**Anforderungen**.
1. Schreiben Sie aus dem Interview über das Handwerk den Abschnitt von „Kann das Handwerk“ bis einschließlich „bisschen Geduld gefragt.“ wortgetreu ab.
2. Prüfen Sie, ob die folgenden Aussagen mit dem Interview über das Handwerk übereinstimmen, und antworten Sie jeweils mit Ja oder Nein samt der entscheidenden Textstelle als wörtlichem Zitat.
(a) Das erste Quartal 2017 war für das Handwerk das erfolgreichste seit der deutschen Einheit.
(b) Auf dem Bau liegen die Auftragsreichweiten bei weniger als zehn Wochen.
(c) Heute beginnen rund 60 Prozent eines Jahrgangs eine duale Ausbildung.

**Textauszug**.
Handwerk ist Mittelstand par excellence. - ZDH-Präsident Hans Peter Wollseifer im Interview mit der Schwäbischen Zeitung. Herr Wollseifer, wie läuft es beim deutschen Handwerk? Das Handwerk ist hervorragend ins Jahr 2017 gestartet: Das erste Quartal 2017 war das erfolgreichste seit der deutschen Einheit. Beim Umsatz, der Geschäftslage und Beschäftigung und - was besonders erfreulich ist - auch bei den Investitionen liegen die Zahlen deutlich über den Ergebnissen der Vorjahre.
Wie wichtig ist das Handwerk für die deutsche Wirtschaft?
Das Handwerk ist Mittelstand par excellence. Abgesehen von der volkswirtschaftlichen Bedeutung übernehmen wir gesellschaftspolitische Verantwortung und sind der Dienstleister und Versorger der Nation. In allen Regionen sichern Handwerksbetriebe Ausbildung und Beschäftigung. So leisten sie einen wichtigen Beitrag zum Wohlstand Deutschlands, stabilisieren die Wirtschaft und fördern maßgeblich den Zusammenhalt in der Gesellschaft.
Geht es allen Branchen gut oder gibt es auch welche, die Probleme haben?
Besonders gut läuft es bei den Bau- und Ausbaugewerken, mittlerweile aber auch wieder im Kraftfahrzeughandwerk. Auf dem Bau gibt es Auftragsreichweiten von mehr als zehn Wochen. Und obwohl die Betriebe bereits an ihren Kapazitätsgrenzen arbeiten, brauchen unsere Kunden derzeit schon etwas Geduld. Ein großes Problem ist, dass uns die Fachkräfte und Lehrlinge fehlen, um alles bewältigen zu können.
Warum fehlt dem Handwerk der Nachwuchs?
In den vergangenen Jahren ist die Zahl der Schulabgänger pro Jahr deutlich zurückgegangen. Inzwischen gibt es einen harten Wettbewerb um junge, engagierte Leute. Das Streben nach immer höheren Bildungsabschlüssen hat außerdem dazu geführt, dass sich der Ausbildungsmarkt grundlegend verändert hat. Heute beginnen rund 60 Prozent eines Jahrgangs ein Studium, noch vor zehn Jahren starteten so viele eine duale Ausbildung. Da kann man schon fragen, ob das nicht am Arbeitsmarkt vorbei geht.
Kann das Handwerk denn die Bevölkerung noch versorgen, wenn so viele Facharbeiter fehlen?
Die Versorgung ist gewährleistet: Die Verbraucher finden zurzeit noch genügend Betriebe in allen Regionen, um Arbeiten in Auftrag zu geben. Wegen der prall gefüllten Auftragsbücher kann es allerdings zu Wartezeiten kommen, und mitunter ist schon ein bisschen Geduld gefragt.
Vor allem das Lebensmittelhandwerk hat Probleme: Warum will keiner mehr Bäcker oder Metzger werden?

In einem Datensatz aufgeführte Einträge

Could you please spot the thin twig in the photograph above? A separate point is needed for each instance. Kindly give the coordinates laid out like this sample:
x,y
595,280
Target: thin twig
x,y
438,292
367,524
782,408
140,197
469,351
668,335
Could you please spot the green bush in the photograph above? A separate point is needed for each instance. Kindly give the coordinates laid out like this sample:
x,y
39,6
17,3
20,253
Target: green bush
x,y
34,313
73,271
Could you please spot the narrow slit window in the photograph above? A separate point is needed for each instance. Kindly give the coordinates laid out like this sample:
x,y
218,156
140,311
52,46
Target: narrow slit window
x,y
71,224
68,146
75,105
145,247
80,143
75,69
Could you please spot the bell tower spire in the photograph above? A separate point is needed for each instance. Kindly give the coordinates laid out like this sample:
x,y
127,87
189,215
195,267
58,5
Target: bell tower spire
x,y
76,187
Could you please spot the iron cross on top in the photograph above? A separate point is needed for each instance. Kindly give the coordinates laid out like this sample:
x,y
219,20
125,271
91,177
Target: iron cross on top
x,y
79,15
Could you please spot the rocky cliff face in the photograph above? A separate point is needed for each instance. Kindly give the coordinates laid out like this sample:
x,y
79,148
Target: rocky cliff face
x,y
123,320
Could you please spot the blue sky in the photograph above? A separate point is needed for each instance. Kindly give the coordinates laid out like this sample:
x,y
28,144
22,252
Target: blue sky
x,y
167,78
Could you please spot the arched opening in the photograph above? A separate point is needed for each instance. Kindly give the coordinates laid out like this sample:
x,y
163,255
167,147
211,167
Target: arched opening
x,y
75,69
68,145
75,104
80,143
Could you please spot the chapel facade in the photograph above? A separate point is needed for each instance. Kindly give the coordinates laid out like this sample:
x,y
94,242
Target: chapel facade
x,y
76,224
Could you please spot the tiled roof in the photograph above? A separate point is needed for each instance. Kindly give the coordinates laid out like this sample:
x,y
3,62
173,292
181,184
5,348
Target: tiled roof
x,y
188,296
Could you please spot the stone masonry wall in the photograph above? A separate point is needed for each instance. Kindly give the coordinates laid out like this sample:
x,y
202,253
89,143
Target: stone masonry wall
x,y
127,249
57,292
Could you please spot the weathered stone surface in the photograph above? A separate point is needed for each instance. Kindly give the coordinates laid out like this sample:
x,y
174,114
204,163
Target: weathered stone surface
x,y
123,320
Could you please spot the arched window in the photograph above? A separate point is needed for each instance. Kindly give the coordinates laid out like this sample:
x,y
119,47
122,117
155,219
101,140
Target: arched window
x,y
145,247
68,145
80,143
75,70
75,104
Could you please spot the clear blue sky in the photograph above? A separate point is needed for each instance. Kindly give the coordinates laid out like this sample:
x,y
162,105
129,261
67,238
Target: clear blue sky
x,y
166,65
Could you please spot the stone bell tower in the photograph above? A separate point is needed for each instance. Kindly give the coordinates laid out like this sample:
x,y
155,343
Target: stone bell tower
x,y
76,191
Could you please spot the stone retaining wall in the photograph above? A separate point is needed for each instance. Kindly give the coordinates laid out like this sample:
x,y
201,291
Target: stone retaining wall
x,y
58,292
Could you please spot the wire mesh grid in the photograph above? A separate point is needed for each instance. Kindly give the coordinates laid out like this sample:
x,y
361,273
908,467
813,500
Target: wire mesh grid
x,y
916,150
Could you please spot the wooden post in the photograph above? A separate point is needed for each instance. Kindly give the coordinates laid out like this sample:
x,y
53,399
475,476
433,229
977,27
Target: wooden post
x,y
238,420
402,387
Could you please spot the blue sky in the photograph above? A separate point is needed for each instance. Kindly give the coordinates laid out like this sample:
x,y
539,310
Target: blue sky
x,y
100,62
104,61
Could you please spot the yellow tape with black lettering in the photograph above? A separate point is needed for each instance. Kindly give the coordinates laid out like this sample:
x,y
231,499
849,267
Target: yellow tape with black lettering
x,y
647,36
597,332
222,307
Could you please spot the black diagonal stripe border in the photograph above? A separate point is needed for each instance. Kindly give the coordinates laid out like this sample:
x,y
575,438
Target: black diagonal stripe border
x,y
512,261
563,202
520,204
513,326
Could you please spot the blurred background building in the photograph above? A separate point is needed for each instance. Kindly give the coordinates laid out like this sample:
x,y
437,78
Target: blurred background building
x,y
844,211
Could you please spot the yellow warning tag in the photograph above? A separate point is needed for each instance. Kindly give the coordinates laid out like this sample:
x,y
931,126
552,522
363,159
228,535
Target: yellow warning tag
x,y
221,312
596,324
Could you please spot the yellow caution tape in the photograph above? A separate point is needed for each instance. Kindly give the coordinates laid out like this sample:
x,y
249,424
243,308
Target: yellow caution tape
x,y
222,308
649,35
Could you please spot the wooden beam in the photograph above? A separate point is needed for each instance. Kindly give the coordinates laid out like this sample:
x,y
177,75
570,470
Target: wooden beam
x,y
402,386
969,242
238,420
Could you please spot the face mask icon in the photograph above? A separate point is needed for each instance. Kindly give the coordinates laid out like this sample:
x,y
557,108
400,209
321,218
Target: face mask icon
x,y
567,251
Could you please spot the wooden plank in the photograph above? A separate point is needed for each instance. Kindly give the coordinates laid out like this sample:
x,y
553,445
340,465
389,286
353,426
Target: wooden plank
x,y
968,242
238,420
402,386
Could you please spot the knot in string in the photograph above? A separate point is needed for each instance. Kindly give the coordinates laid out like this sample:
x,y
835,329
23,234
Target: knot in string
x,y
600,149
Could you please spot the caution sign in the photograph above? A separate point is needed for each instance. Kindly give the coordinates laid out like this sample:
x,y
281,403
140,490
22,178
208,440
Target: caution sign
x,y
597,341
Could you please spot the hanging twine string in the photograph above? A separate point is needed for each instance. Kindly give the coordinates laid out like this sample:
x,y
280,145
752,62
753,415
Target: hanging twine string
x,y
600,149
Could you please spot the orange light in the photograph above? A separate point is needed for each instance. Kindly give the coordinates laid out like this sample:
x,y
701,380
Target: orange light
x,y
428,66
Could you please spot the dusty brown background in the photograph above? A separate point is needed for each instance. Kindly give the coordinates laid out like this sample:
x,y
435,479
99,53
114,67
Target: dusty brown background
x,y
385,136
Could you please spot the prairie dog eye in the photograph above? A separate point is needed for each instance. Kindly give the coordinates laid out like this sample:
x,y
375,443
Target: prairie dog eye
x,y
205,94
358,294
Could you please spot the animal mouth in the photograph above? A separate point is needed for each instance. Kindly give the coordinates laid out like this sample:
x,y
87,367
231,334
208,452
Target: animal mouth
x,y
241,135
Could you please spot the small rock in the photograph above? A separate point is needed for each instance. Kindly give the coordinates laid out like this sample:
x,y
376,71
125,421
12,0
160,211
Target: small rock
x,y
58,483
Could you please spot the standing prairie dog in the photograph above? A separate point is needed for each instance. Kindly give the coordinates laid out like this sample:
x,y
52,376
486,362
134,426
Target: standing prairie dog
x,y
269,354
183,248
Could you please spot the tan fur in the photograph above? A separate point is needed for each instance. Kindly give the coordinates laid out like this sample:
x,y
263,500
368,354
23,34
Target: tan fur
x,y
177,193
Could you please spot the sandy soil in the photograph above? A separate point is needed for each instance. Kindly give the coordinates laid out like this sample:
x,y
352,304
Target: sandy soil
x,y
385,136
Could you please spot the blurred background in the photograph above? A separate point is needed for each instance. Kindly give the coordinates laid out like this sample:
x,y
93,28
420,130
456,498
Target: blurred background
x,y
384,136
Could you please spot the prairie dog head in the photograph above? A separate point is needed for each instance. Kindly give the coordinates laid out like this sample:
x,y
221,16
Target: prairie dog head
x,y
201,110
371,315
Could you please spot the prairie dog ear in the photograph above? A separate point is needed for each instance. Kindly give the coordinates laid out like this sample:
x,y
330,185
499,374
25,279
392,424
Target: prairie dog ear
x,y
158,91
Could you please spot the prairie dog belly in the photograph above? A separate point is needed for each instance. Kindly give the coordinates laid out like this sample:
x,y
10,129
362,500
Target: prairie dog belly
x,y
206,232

**Vollständige Lösungen**.
1.
Kann das Handwerk denn die Bevölkerung noch versorgen, wenn so viele Facharbeiter fehlen?
Die Versorgung ist gewährleistet: Die Verbraucher finden zurzeit noch genügend Betriebe in allen Regionen, um Arbeiten in Auftrag zu geben. Wegen der prall gefüllten Auftragsbücher kann es allerdings zu Wartezeiten kommen, und mitunter ist schon ein bisschen Geduld gefragt.

2.
(a) Ja: „Das erste Quartal 2017 war das erfolgreichste seit der deutschen Einheit.“
(b) Nein: „Auf dem Bau gibt es Auftragsreichweiten von mehr als zehn Wochen.“
(c) Nein: „Heute beginnen rund 60 Prozent eines Jahrgangs ein Studium“